◆ **Quoted text**
====
Spot Price Today / oz Weekly Change ($) Weekly Change (%)
NZD Gold $1724.61 + $43.01 + 2.55%
USD Gold $1185.50 – $0.70 – 0.06%
NZD Silver $23.45 + $0.67 + 2.94%
USD Silver $16.12 + $0.05 + 0.31%
NZD/USD 0.6874 – 0.018 – 2.55%

NZ Dollar still falling

The falling NZ dollar continues to give local gold and silver prices a decent bump higher. As you can see in the table above gold up 2.55% and silver up 2.94% this week care of a 2.55% fall in the NZD/USD exchange rate.

Looking at the NZD gold chart below we can see this has pushed the price up above the steady uptrend it has been in. It did this in January but given how fast it climbed it wasn’t a surprise to see it tumble down just as fast.

By contrast this rise since the start of May has been more measured. So perhaps it will also be a more sustainable rise?

NZD gold hasn’t been below $1650 for over a month now.

There is certainly no denying that NZD gold is in an uptrend.
====
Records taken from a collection
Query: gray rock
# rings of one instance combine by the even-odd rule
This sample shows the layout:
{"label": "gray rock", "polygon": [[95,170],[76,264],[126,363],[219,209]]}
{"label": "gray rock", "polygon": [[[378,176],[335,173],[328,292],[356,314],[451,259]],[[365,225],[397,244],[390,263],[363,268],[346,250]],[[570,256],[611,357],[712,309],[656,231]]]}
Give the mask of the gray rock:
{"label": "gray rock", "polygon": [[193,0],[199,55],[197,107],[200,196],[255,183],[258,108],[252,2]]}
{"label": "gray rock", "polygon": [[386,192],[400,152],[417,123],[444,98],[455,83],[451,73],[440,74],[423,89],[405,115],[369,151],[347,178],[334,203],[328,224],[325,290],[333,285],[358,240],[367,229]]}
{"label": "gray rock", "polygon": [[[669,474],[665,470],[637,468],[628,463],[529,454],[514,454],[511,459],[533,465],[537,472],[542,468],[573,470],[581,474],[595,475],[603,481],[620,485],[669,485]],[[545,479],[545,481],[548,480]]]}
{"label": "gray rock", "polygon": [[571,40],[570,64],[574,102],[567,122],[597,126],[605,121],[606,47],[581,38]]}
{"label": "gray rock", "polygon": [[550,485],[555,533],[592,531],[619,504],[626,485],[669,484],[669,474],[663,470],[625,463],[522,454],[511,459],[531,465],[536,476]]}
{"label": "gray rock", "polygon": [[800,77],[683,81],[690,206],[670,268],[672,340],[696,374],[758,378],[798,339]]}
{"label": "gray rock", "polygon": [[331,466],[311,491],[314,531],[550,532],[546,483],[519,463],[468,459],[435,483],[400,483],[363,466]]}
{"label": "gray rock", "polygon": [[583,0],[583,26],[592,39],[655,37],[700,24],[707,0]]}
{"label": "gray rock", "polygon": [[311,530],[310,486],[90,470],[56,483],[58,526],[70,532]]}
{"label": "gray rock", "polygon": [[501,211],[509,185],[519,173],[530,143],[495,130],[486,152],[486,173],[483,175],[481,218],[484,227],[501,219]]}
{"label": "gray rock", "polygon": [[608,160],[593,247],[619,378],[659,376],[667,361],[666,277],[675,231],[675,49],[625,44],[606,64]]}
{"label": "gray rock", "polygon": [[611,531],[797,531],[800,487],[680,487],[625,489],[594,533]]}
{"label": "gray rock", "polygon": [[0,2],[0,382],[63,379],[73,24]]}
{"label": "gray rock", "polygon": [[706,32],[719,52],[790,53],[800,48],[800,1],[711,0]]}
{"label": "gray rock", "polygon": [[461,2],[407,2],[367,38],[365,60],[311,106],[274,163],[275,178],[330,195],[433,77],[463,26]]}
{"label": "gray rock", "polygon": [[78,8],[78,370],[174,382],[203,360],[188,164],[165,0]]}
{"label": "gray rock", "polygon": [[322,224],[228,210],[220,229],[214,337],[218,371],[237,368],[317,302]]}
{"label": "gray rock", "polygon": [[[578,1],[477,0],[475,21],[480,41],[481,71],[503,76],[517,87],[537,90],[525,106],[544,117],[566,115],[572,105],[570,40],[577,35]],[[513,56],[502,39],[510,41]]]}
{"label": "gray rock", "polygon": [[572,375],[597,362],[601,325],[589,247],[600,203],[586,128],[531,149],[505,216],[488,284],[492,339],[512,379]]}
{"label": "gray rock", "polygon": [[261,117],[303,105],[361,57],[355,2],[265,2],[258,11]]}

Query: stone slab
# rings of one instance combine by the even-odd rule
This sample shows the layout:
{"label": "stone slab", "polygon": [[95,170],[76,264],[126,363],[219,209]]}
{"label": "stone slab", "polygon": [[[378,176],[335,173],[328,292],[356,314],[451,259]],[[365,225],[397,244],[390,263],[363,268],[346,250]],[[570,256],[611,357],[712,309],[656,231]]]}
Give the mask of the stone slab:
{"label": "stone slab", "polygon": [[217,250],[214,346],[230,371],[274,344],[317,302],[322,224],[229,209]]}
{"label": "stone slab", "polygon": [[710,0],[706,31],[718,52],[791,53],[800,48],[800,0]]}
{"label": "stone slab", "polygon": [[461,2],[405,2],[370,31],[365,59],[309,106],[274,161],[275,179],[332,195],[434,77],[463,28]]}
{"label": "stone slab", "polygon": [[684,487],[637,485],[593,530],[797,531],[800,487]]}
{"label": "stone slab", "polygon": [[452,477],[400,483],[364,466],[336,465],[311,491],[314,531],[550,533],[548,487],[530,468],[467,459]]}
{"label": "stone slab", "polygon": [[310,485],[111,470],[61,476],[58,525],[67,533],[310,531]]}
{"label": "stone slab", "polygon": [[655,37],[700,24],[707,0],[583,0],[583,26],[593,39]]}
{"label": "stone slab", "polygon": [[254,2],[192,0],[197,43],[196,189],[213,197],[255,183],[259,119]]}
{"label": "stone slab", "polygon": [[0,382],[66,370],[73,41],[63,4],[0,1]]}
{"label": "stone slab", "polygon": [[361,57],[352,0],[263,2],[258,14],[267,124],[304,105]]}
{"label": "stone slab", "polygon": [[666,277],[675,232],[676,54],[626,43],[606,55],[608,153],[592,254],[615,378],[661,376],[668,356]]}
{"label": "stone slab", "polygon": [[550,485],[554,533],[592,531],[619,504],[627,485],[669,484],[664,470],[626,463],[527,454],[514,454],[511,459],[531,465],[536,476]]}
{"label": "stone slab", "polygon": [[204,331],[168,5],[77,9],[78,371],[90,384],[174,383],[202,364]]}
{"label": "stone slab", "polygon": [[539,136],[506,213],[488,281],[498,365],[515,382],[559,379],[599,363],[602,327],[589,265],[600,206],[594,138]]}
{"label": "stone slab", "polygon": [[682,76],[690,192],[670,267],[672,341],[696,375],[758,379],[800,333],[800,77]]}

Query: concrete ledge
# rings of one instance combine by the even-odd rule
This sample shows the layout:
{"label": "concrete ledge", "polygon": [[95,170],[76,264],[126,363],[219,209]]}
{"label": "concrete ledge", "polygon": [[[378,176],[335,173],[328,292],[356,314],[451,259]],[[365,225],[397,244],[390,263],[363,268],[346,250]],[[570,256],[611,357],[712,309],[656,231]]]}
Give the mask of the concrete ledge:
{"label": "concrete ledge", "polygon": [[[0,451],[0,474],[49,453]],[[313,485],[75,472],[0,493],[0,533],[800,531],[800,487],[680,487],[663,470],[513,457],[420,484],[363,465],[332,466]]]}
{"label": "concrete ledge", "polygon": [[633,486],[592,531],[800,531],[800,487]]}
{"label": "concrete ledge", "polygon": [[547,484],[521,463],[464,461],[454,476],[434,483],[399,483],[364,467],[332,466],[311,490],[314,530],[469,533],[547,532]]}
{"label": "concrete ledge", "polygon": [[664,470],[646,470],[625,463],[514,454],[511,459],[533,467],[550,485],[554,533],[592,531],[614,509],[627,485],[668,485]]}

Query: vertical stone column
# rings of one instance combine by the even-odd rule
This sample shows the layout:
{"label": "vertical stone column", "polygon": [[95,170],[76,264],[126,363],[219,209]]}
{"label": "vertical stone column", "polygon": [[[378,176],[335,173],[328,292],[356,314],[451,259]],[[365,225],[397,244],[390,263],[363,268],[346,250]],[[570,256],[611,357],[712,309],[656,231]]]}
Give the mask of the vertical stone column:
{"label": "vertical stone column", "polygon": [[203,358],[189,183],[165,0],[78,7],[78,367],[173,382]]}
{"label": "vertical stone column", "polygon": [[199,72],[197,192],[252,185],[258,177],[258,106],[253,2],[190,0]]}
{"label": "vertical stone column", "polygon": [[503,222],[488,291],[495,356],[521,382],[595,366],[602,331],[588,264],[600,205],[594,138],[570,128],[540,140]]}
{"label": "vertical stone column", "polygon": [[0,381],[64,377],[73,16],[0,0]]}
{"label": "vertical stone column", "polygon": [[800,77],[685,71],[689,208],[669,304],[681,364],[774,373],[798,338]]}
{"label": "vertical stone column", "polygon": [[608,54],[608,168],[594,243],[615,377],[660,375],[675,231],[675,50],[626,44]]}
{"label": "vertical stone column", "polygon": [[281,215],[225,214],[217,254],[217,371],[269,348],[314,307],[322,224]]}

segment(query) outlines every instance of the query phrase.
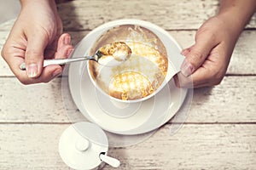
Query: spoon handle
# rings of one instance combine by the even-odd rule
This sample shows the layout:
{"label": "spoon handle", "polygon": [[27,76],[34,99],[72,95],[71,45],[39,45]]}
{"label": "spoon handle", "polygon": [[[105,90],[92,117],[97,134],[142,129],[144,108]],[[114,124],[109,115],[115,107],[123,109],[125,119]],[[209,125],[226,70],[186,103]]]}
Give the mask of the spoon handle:
{"label": "spoon handle", "polygon": [[[78,57],[78,58],[70,58],[70,59],[50,59],[50,60],[44,60],[44,67],[48,66],[49,65],[65,65],[67,63],[76,62],[76,61],[82,61],[82,60],[91,60],[91,57]],[[26,64],[22,63],[20,65],[20,70],[26,70]]]}
{"label": "spoon handle", "polygon": [[110,157],[105,154],[101,154],[100,159],[113,167],[118,167],[120,165],[120,162],[119,160]]}

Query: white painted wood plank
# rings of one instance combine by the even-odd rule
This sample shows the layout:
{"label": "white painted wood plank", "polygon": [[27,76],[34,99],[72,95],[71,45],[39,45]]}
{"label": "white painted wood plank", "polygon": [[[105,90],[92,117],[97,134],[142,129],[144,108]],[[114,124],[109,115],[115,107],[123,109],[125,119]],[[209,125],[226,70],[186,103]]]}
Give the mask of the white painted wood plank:
{"label": "white painted wood plank", "polygon": [[[69,169],[58,154],[68,125],[1,124],[0,167],[7,169]],[[183,125],[174,135],[169,126],[140,144],[110,148],[118,169],[254,169],[256,125]],[[106,166],[104,169],[114,169]]]}
{"label": "white painted wood plank", "polygon": [[[218,0],[75,0],[61,4],[66,30],[92,30],[110,20],[139,19],[167,30],[197,29],[218,8]],[[256,14],[248,24],[255,28]]]}
{"label": "white painted wood plank", "polygon": [[[256,76],[227,76],[212,88],[195,89],[187,122],[256,122]],[[0,78],[1,122],[69,122],[61,80],[31,86]],[[72,101],[70,101],[72,102]],[[74,110],[73,114],[79,112]],[[81,116],[81,115],[79,115]]]}

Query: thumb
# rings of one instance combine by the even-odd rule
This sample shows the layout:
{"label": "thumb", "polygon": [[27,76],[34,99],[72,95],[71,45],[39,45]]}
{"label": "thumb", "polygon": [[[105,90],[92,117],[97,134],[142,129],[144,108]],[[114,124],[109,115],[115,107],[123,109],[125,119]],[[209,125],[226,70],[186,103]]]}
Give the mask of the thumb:
{"label": "thumb", "polygon": [[47,44],[48,36],[45,34],[33,32],[27,35],[25,63],[28,77],[36,78],[41,75],[44,52]]}
{"label": "thumb", "polygon": [[181,66],[182,74],[189,76],[195,72],[204,63],[211,50],[216,45],[213,36],[206,33],[197,34],[195,43],[182,53],[186,56]]}

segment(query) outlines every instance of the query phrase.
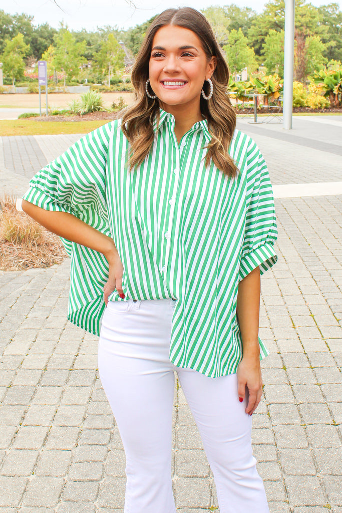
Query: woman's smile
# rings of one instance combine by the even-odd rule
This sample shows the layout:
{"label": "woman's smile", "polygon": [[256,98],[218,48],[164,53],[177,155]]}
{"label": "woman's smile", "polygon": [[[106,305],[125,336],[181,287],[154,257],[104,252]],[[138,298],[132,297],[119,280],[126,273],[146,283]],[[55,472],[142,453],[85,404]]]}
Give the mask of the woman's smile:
====
◆ **Given problem**
Extract the full gold and silver price commentary, word for word, from its opening table through its final sentence.

◆ **Answer for this exercise**
Spot Price Today / oz Weekly Change ($) Weekly Change (%)
NZD Gold $1724.61 + $43.01 + 2.55%
USD Gold $1185.50 – $0.70 – 0.06%
NZD Silver $23.45 + $0.67 + 2.94%
USD Silver $16.12 + $0.05 + 0.31%
NZD/USD 0.6874 – 0.018 – 2.55%

NZ Dollar still falling

The falling NZ dollar continues to give local gold and silver prices a decent bump higher. As you can see in the table above gold up 2.55% and silver up 2.94% this week care of a 2.55% fall in the NZD/USD exchange rate.

Looking at the NZD gold chart below we can see this has pushed the price up above the steady uptrend it has been in. It did this in January but given how fast it climbed it wasn’t a surprise to see it tumble down just as fast.

By contrast this rise since the start of May has been more measured. So perhaps it will also be a more sustainable rise?

NZD gold hasn’t been below $1650 for over a month now.

There is certainly no denying that NZD gold is in an uptrend.